• _Extracted text_:

Parsing. Parsing is the process of syntactic analysis and validation. It normally produces a standardised output either on file or in memory. Whether you need to validate documents when you receive them will depend on your community's requirements. For example, if I receive a database entry from a major molecular data centre I can rely on its validity, but if I'm a publisher getting a hand-edited XML manuscript I will probably want to validate it. A validating parser requires that the document be valid against a specified DTD. Finding this DTD normally requires interpretation of the DOCTYPE statement at the head of an XML document. Some authors/servers are prepared to distribute the DTDs when documents are downloaded. This adds precision in that the correct DTD is used, but can add to the burden of server maintenance. and can increase bandwidth. If a community agree on a DTD they may find it useful to distribute it with the browsing software. The result of parsing is usually a parse-tree. If this is an unfamiliar concept, think of it as a table of contents (TOC) with every Element corresponding to a chapter or (sub...sub)section. Trees are easy to manipulate and display; JUMBO displays the tree as a TOC. There are already 2 freely available XML parsers written in Java (NXP and Lark) and I have used both. Lark creates a parse tree in memory which can be subclassed, while NXP produces it on the output stream.
Postprocessing, rendering, and validation. Most documents require at least some postprocessing, and many need a lot. Most users of XML applications will think of 'browsers' or 'plugins' as the obvious tools to use on a document. This will probably be true, but because it's machine processable XML is so powerful that many completely new applications will be developed. An XML document might consist of an airline reservation and the postprocessor could decide to order a taxi to the airport. A chemical reaction in a CML document could trigger the supply of chemicals and interrogate the safety databases.
Semantics and the postprocessor. An XML document carries no semantics with it, and there has to be an explicit or implicit agreement between the author and reader. Everyone understands roughly the same thing by the TITLE in HTML documents although they might try and use them in different ways. TITLE is valuable for indexers such as Altavista which abstract their content separately from the body of the document. This emphasises the value of structural markup. However some widely used element names are ambiguous (A is variously used in different DTDs for author, anchor, etc.) and for some such as 'LINK' it's unclear what their role is. Clarifying this for each DTD requires semantics. Traditionally semantics have been carried in documentation, and if this is not done clearly then implementers may provide different actions for the same Element. The XML project is actively investigating formal automatic ways of delivering semantics, such as style sheets and Java classes.

• _Material provided_:
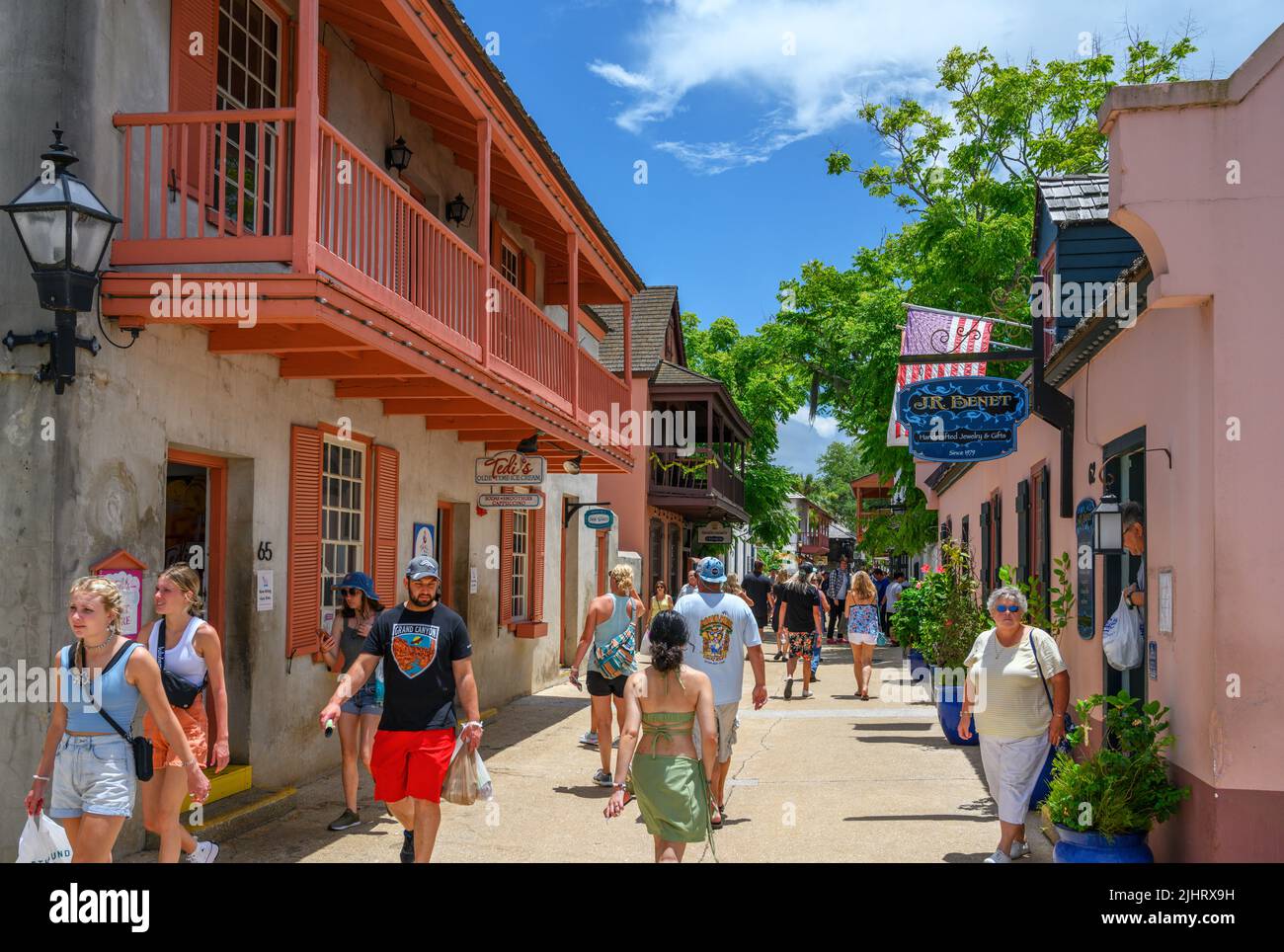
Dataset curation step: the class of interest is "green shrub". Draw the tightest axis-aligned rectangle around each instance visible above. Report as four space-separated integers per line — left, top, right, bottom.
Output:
1043 690 1190 840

• _Exercise goal_: Reproduce the XML parsing text from "Postprocessing, rendering, and" to "the safety databases.". Work only from the XML parsing text and set the data aside.

• _Solution for this exercise_:
Postprocessing, rendering, and validation. Most documents require at least some postprocessing, and many need a lot. Most users of XML applications will think of 'browsers' or 'plugins' as the obvious tools to use on a document. This will probably be true, but because it's machine processable XML is so powerful that many completely new applications will be developed. An XML document might consist of an airline reservation and the postprocessor could decide to order a taxi to the airport. A chemical reaction in a CML document could trigger the supply of chemicals and interrogate the safety databases.